■ Challenge ■
Reproduce the data below with each "sneaker" changed to "running shoe" and nothing else altered. Leave the pictures out of your copy.

■ Polygon annotations for photographs ■

+ + + +

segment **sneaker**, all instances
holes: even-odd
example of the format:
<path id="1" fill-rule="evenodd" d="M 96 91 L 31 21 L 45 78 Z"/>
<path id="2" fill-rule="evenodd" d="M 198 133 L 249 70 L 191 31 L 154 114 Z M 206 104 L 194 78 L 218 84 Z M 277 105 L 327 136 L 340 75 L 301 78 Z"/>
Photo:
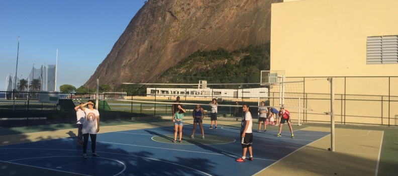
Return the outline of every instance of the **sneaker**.
<path id="1" fill-rule="evenodd" d="M 246 162 L 246 158 L 242 159 L 242 158 L 239 158 L 239 159 L 236 159 L 236 161 L 238 162 Z"/>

+ + + +

■ Task answer ■
segment **running shoe**, all instances
holes: even-odd
example of the format:
<path id="1" fill-rule="evenodd" d="M 96 91 L 31 21 L 45 78 Z"/>
<path id="2" fill-rule="evenodd" d="M 198 133 L 249 70 L 191 31 L 154 114 Z M 206 104 L 194 78 L 218 84 Z M 277 105 L 327 136 L 340 75 L 301 78 Z"/>
Photo:
Return the outline of every instance of the **running shoe**.
<path id="1" fill-rule="evenodd" d="M 246 162 L 246 158 L 242 159 L 242 158 L 239 158 L 239 159 L 236 159 L 236 161 L 238 162 Z"/>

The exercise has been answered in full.